● Records for the exercise:
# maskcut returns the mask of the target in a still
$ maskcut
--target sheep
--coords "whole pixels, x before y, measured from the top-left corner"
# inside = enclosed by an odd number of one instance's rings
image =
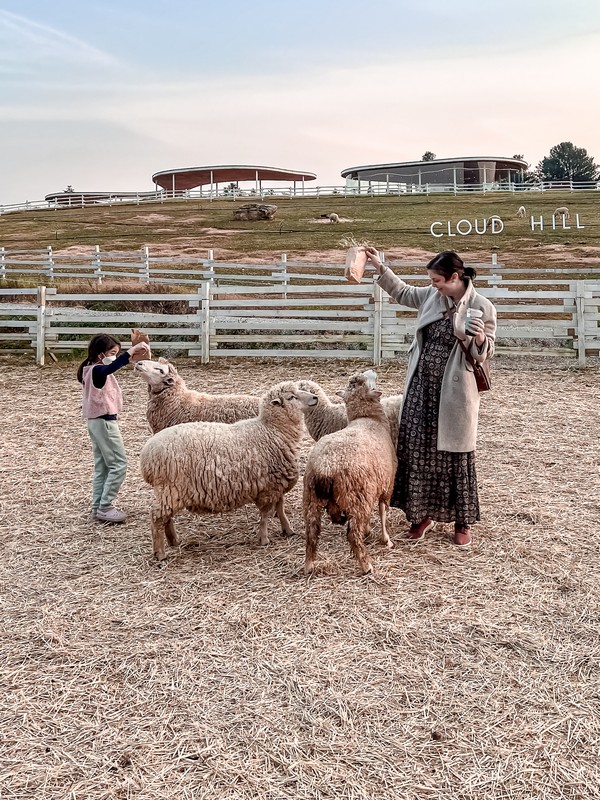
[[[373,370],[367,370],[364,375],[372,376],[375,379],[377,375]],[[348,417],[346,416],[346,406],[342,403],[332,401],[314,381],[300,381],[300,388],[306,392],[312,392],[318,398],[318,403],[312,408],[307,408],[304,411],[304,421],[306,428],[311,437],[318,442],[322,436],[328,433],[335,433],[342,430],[348,424]],[[402,406],[403,395],[395,394],[389,397],[384,397],[381,401],[383,410],[390,422],[390,433],[394,445],[398,441],[398,428],[400,425],[400,409]]]
[[[165,536],[179,543],[173,517],[219,514],[254,503],[260,511],[258,541],[269,543],[267,524],[276,511],[285,535],[293,535],[283,496],[298,480],[303,408],[317,398],[297,383],[279,383],[260,401],[258,417],[230,425],[187,422],[155,433],[140,454],[142,477],[154,488],[152,544],[166,557]]]
[[[563,222],[565,220],[567,222],[571,221],[571,215],[569,214],[569,209],[566,206],[560,206],[559,208],[557,208],[556,211],[552,214],[552,216],[554,217],[554,219],[556,219],[556,217],[562,217]]]
[[[204,394],[188,389],[165,358],[134,366],[148,384],[146,418],[152,433],[181,422],[237,422],[258,415],[260,397],[251,394]]]
[[[332,211],[330,214],[321,214],[321,218],[322,219],[328,219],[329,222],[339,222],[340,221],[339,214],[336,214],[334,211]]]
[[[320,439],[313,447],[304,473],[302,506],[306,528],[304,572],[314,572],[321,516],[327,511],[337,525],[347,523],[347,536],[364,574],[372,565],[364,546],[373,505],[381,519],[381,542],[393,543],[386,528],[396,452],[388,418],[372,377],[354,375],[340,392],[346,404],[348,425]]]
[[[519,219],[525,219],[526,213],[527,212],[525,211],[525,206],[519,206],[518,207],[518,209],[517,209],[517,217]]]

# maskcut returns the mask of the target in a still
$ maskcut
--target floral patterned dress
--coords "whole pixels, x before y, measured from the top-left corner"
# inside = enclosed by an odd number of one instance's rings
[[[391,505],[412,523],[430,517],[469,526],[479,520],[475,452],[437,449],[442,378],[455,343],[447,317],[423,329],[423,350],[402,408]]]

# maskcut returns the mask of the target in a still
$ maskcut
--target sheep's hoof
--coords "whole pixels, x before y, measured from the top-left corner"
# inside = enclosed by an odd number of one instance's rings
[[[387,547],[388,550],[391,550],[394,547],[394,543],[391,539],[388,539],[387,542],[383,542],[383,544]]]
[[[264,539],[259,539],[258,544],[261,547],[266,547],[269,544],[269,540],[266,537]]]
[[[160,561],[164,561],[166,559],[166,557],[167,557],[167,554],[165,553],[164,550],[159,550],[156,553],[154,553],[154,558],[159,562]]]
[[[365,578],[373,577],[373,564],[368,564],[366,569],[363,569],[363,576]]]
[[[315,571],[315,562],[314,561],[306,561],[304,564],[304,574],[305,575],[312,575]]]
[[[291,528],[282,528],[281,535],[289,538],[290,536],[295,536],[296,534]]]

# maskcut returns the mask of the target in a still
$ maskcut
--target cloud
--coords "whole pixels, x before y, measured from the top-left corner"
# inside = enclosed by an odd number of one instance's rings
[[[118,61],[87,42],[49,25],[0,10],[0,73],[32,76],[49,65],[115,67]]]

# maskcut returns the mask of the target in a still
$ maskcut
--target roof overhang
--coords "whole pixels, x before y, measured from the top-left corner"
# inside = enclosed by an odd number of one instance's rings
[[[493,161],[497,166],[502,165],[504,169],[514,169],[515,171],[526,170],[529,167],[527,161],[522,161],[518,158],[506,158],[506,156],[464,156],[461,158],[436,158],[432,161],[396,161],[391,164],[363,164],[360,167],[348,167],[342,170],[342,178],[347,178],[353,172],[372,172],[377,170],[385,174],[386,170],[389,172],[398,172],[402,169],[411,167],[443,167],[452,166],[453,164],[472,164],[473,162],[490,162]]]
[[[152,180],[163,189],[176,191],[194,189],[214,183],[238,181],[314,181],[314,172],[279,167],[259,167],[248,164],[222,164],[209,167],[185,167],[183,169],[165,169],[155,172]]]

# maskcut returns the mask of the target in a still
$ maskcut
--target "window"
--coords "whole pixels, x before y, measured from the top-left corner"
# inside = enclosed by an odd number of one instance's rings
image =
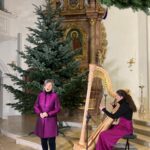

● Problem: From the entries above, extract only the lines running from the one containing "--target floral patterned dress" through the one containing "--target cloud", inclusive.

● Result of this task:
--target floral patterned dress
--coords "whole pixels, x before y, measured from the top-left corner"
# inside = enclosed by an odd number of one instance's rings
[[[391,505],[412,523],[430,517],[469,526],[479,520],[475,452],[437,449],[442,378],[455,343],[447,317],[423,329],[423,350],[402,408]]]

# maskcut returns the mask of the target in a still
$ maskcut
--target sheep's hoof
--coords "whole pixels, x before y, measured from the top-left corner"
# inside = enclosed by an odd number of one instance's rings
[[[387,547],[388,550],[391,550],[394,547],[394,543],[391,539],[388,539],[387,542],[383,542],[383,544]]]
[[[264,539],[259,539],[258,544],[261,547],[266,547],[269,544],[269,540],[266,537]]]
[[[160,561],[164,561],[166,559],[166,557],[167,557],[167,554],[165,553],[164,550],[159,550],[156,553],[154,553],[154,558],[159,562]]]
[[[365,578],[373,577],[373,564],[368,564],[366,569],[363,569],[363,576]]]
[[[315,571],[315,562],[314,561],[306,561],[304,564],[304,574],[305,575],[312,575]]]
[[[291,528],[282,528],[281,535],[289,538],[290,536],[295,536],[296,534]]]

# maskcut returns the mask of the target in a still
$ maskcut
--target cloud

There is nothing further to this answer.